▶ [SUPPLIED TEXT]
--- START ---
I’d also like to tell them to just back off. Not only are you needlessly sowing division; you are destroying the prospects for a meaningful conversation of the values that—despite our cultural differences—in fact unite us.
Dan Kahan, Donald Braman, Geoffrey Cohen, John Gastil & Paul Slovic, Who Fears the HPV Vaccine, Who Doesn’t, and Why? An Experimental Study of the Mechanisms of Cultural Cognition, 34 Law Human Behav 501 (2010).
Dan M. Kahan, Donald Braman, John Gastil, Paul Slovic & C. K. Mertz, Culture and Identity-Protective Cognition: Explaining the White-Male Effect in Risk Perception, 4 J. Empirical Legal Studies 465 (2007).
It ends up w/ 3 points:
1. When Dan says that “we’ll never know what happened”, I bet he means to include a future where we find a videotape of the event. As the CCP project has found, video doesn’t reduce factual dissensus when the questions being asked are about motive or judgment. Though a video of the shooting might tell us, for example, if Zimmerman approached Martin or visa versa, it almost certainly would leave enough in doubt to permit culturally motivated inferences. That said, missing in Dan’s account is an explanation of why this particular case has caught the public’s eye when other asserted self-defense moments do not. In part I think that it’s the mystery that is driving attention here. Conflicting accounts, new witnesses, allegations of a police cover-up: these are all ammunition for new media stories, which continue to keep the event fresh in the public’s mind.
2. In that light, Dan’s admonition to “cool it” is welcome, but I wonder if it threatens to deprive critics of the police department’s handling of the case of an avenue of public awareness. That is, it might be that informing (exciting) egalitarians about the stand-your-ground law is exactly how Martin’s allies managed to initially capture public attention – which was in turn necessary to encourage florida’s authorities to step in and perform a new investigation of the facts. Without the law, this is merely a case about murky facts and police discretion. With it, it’s a national story.
--- END ---
▶ [GIVEN INFORMATION]
--- START ---
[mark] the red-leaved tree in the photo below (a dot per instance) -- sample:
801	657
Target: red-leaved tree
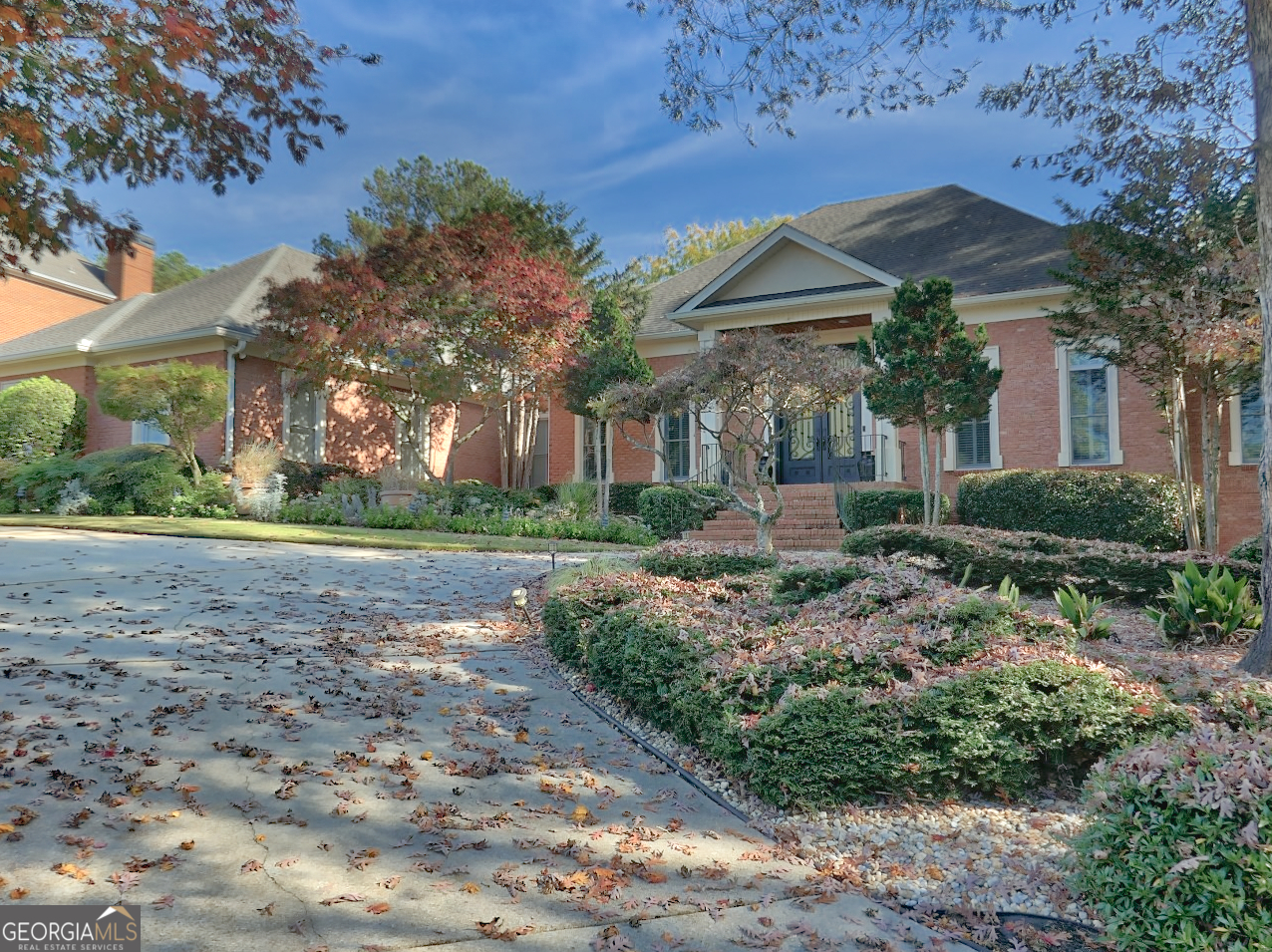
--- END ---
▶ [WORK INSTRUCTIONS] Output the full passage on cultural cognition and the Martin shooting word for word.

▶ [THE COMPLETED TASK]
I’d also like to tell them to just back off. Not only are you needlessly sowing division; you are destroying the prospects for a meaningful conversation of the values that—despite our cultural differences—in fact unite us.
Dan Kahan, Donald Braman, Geoffrey Cohen, John Gastil & Paul Slovic, Who Fears the HPV Vaccine, Who Doesn’t, and Why? An Experimental Study of the Mechanisms of Cultural Cognition, 34 Law Human Behav 501 (2010).
Dan M. Kahan, Donald Braman, John Gastil, Paul Slovic & C. K. Mertz, Culture and Identity-Protective Cognition: Explaining the White-Male Effect in Risk Perception, 4 J. Empirical Legal Studies 465 (2007).
It ends up w/ 3 points:
1. When Dan says that “we’ll never know what happened”, I bet he means to include a future where we find a videotape of the event. As the CCP project has found, video doesn’t reduce factual dissensus when the questions being asked are about motive or judgment. Though a video of the shooting might tell us, for example, if Zimmerman approached Martin or visa versa, it almost certainly would leave enough in doubt to permit culturally motivated inferences. That said, missing in Dan’s account is an explanation of why this particular case has caught the public’s eye when other asserted self-defense moments do not. In part I think that it’s the mystery that is driving attention here. Conflicting accounts, new witnesses, allegations of a police cover-up: these are all ammunition for new media stories, which continue to keep the event fresh in the public’s mind.
2. In that light, Dan’s admonition to “cool it” is welcome, but I wonder if it threatens to deprive critics of the police department’s handling of the case of an avenue of public awareness. That is, it might be that informing (exciting) egalitarians about the stand-your-ground law is exactly how Martin’s allies managed to initially capture public attention – which was in turn necessary to encourage florida’s authorities to step in and perform a new investigation of the facts. Without the law, this is merely a case about murky facts and police discretion. With it, it’s a national story.